• **Задание 1**
Ответьте по фрагменту о слове «дух»:
(а) По типу какого речения образовано речение «дух тьмы»?
(б) С какого речения начинается ряд, выстроенный в порядке возрастающей отвлеченности?
(в) Из какого Евангелия приведены слова о Духе истины?
• **Задание 2**
Перепишите из фрагмента о слове «дух» отрывок, начиная со слов «В Евангелии от» и заканчивая словами «же – личность.» включительно.

• **Фрагмент источника**

* * * * * * * * *

Второе значение – дух как обособленное явление, как личность – могло зародиться лишь непосредственно в слове «дух», и именно в том его состоянии, когда слово «дух» уже управляло родительным падежом. Речение «дух тьмы» образовано по типу «дух кротости», то есть по типу эманативному; весь ряд можно представить так, в порядке возрастающей отвлеченности: «дух березы» – «дух законов» – «дух кротости» – «дух тьмы». «Дух тьмы» – родной брат «духу кротости», но глубоко отличается от него тем, что речение «дух кротости» имеет целью указать единственно происхождение (а тем – и характер) данного «духа», подобно «духу березы», тогда как в речении «дух тьмы» этот первоначальный смысл родительного падежа уже значительно стерся и на первый план выступила та вторая особенность запаха – его оформленность. «Дух тьмы» – существо, правда, порожденное тьмою, но прежде всего – существо, личность. И опять Пушкин с необыкновенной чуткостью подметил эту бледную грань в развитии слова «дух» – его переход от эманативного смысла к персональному; он прямо употребляет речение: «дух» с родительным падежом – в значении «личность»:
Дух отрицанья, дух сомненья
На духа чистого взирал.
В Евангелии от Иоанна сказано: «Когда же приидет… Дух истины, который от Отца исходит, Он будет свидетельствовать о Мне». Здесь как бы на наших глазах совершается воплощение Духа истины; по происхождению он – эманация Бога, в бытии же – личность.

* * * * * * * * *

• **Представленный материал**
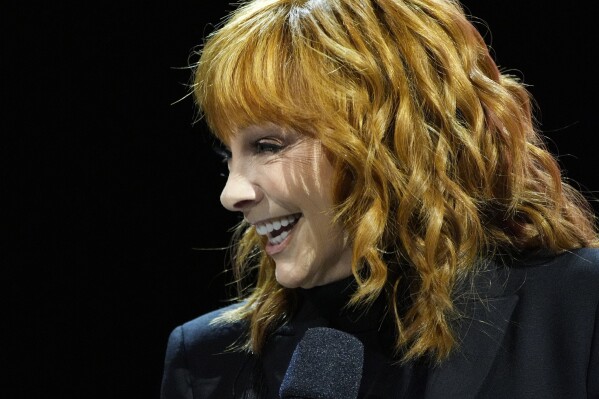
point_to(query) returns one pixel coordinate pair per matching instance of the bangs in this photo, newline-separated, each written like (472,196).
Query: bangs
(261,68)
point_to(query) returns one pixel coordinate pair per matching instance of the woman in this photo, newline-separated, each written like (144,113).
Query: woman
(393,188)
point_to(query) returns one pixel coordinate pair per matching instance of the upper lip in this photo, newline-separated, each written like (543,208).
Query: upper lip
(270,220)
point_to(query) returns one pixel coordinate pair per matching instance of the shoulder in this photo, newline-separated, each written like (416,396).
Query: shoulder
(205,336)
(201,358)
(566,284)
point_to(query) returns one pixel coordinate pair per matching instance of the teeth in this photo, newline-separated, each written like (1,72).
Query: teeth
(270,226)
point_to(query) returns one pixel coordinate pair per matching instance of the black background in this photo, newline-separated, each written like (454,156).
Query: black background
(111,186)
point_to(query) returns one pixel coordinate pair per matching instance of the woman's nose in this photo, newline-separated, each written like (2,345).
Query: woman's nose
(239,193)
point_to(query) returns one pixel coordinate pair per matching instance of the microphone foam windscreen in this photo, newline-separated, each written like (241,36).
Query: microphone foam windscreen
(326,364)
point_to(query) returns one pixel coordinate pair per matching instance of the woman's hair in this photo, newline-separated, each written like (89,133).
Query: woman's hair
(438,164)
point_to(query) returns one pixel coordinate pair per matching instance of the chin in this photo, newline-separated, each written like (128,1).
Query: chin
(288,279)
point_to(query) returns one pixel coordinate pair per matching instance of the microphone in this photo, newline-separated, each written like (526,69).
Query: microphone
(326,364)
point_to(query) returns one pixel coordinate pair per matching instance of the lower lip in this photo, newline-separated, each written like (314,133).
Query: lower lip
(273,249)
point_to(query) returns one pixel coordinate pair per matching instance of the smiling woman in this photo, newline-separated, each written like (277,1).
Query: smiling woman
(280,180)
(394,188)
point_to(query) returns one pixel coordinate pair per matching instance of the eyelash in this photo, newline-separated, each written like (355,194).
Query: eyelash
(262,147)
(223,153)
(259,146)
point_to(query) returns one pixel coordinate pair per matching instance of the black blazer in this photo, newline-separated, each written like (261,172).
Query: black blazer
(531,332)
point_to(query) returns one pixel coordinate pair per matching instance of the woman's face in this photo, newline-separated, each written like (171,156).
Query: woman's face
(282,182)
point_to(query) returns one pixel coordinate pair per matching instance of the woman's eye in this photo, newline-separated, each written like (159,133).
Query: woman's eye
(223,152)
(265,146)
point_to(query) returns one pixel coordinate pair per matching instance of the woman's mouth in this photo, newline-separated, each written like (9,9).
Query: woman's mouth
(277,230)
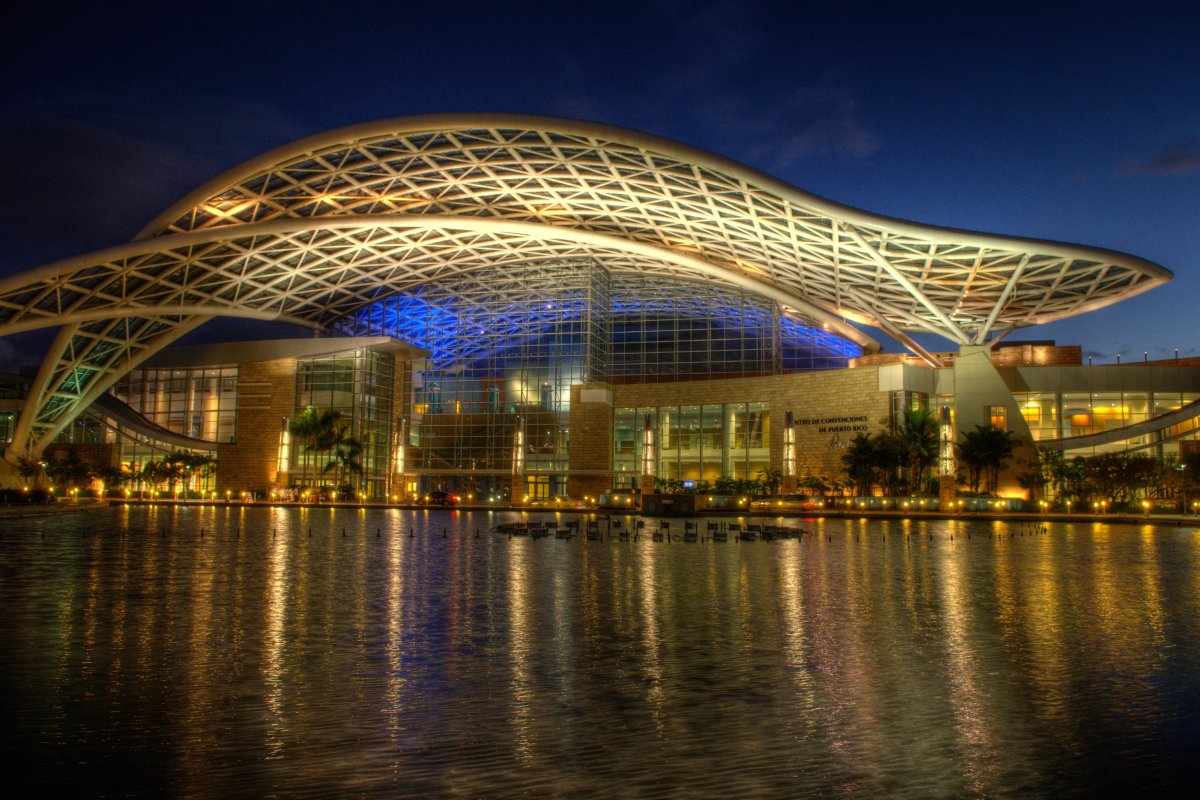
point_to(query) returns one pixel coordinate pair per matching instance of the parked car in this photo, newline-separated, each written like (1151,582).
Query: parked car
(785,503)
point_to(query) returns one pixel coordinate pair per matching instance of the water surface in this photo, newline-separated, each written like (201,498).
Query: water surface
(220,653)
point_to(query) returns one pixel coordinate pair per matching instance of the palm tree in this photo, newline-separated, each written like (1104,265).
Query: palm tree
(318,431)
(918,440)
(985,451)
(346,456)
(859,461)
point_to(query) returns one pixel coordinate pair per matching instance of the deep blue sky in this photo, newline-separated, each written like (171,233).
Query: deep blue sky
(1079,122)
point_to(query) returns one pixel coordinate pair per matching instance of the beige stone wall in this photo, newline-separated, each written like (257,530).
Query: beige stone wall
(265,395)
(591,450)
(1038,355)
(829,407)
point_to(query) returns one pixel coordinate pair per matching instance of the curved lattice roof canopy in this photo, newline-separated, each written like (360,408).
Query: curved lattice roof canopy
(319,229)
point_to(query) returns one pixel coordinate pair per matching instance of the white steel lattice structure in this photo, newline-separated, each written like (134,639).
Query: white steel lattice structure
(317,230)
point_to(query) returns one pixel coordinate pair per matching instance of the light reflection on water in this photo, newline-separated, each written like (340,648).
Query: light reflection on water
(250,651)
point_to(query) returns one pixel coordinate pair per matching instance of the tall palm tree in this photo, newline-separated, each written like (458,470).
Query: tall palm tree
(918,439)
(346,456)
(861,462)
(984,451)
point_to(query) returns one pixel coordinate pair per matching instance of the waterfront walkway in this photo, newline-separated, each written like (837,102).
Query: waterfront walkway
(1173,519)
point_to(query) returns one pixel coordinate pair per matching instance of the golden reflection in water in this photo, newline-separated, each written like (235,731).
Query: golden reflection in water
(796,636)
(279,578)
(395,686)
(1152,591)
(652,641)
(1129,620)
(521,607)
(1031,600)
(973,739)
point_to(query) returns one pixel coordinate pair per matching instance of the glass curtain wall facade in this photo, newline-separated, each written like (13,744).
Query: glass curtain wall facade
(504,349)
(201,403)
(694,443)
(1061,415)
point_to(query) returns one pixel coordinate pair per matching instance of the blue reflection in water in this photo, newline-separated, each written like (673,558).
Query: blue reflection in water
(245,651)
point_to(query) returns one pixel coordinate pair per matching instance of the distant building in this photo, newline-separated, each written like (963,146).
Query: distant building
(526,307)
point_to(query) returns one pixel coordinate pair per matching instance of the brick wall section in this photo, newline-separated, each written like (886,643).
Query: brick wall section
(1038,355)
(591,450)
(267,394)
(1014,355)
(815,398)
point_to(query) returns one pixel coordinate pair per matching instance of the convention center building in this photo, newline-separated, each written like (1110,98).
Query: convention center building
(520,308)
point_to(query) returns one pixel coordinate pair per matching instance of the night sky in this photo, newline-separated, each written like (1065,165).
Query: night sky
(1079,125)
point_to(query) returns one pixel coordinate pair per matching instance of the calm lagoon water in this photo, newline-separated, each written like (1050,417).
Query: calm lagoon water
(216,653)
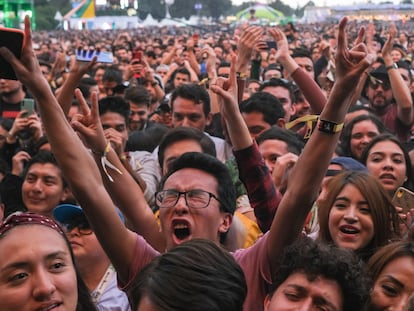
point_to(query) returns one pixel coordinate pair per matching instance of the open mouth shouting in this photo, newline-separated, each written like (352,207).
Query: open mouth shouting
(181,231)
(48,307)
(349,230)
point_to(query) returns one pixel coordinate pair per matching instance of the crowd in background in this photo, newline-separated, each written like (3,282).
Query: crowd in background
(261,139)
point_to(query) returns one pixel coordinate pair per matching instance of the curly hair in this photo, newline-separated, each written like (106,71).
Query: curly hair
(341,265)
(197,275)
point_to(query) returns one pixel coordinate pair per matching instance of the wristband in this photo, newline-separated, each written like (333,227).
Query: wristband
(393,66)
(105,162)
(241,75)
(329,127)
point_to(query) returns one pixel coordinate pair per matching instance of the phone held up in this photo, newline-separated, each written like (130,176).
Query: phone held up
(87,55)
(28,105)
(12,39)
(403,198)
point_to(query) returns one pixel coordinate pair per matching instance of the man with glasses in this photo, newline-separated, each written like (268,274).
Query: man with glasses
(390,99)
(94,265)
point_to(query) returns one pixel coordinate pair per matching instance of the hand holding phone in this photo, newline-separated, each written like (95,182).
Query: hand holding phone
(87,55)
(13,40)
(28,105)
(136,56)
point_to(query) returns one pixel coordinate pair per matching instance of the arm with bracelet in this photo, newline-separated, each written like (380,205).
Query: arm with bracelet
(400,90)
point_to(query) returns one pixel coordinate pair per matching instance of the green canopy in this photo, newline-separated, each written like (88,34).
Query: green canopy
(261,12)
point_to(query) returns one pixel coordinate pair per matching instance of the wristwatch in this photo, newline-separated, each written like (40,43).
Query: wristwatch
(329,127)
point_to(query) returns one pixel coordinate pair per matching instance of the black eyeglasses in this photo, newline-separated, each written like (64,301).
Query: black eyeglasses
(83,227)
(193,198)
(375,83)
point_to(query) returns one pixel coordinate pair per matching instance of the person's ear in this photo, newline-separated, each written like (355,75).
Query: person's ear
(209,118)
(1,212)
(280,122)
(227,219)
(267,302)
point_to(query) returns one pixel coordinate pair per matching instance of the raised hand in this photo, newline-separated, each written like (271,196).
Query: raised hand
(88,124)
(248,40)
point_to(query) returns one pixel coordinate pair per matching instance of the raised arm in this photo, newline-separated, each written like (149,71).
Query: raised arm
(400,90)
(308,86)
(76,163)
(76,72)
(252,169)
(307,174)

* * * * * * * * *

• **Ответ на задание 1**
(а) По типу речения «дух кротости», то есть по эманативному типу.
(б) С речения «дух березы».
(в) Из Евангелия от Иоанна.

• **Ответ на задание 2**
В Евангелии от Иоанна сказано: «Когда же приидет… Дух истины, который от Отца исходит, Он будет свидетельствовать о Мне». Здесь как бы на наших глазах совершается воплощение Духа истины; по происхождению он – эманация Бога, в бытии же – личность.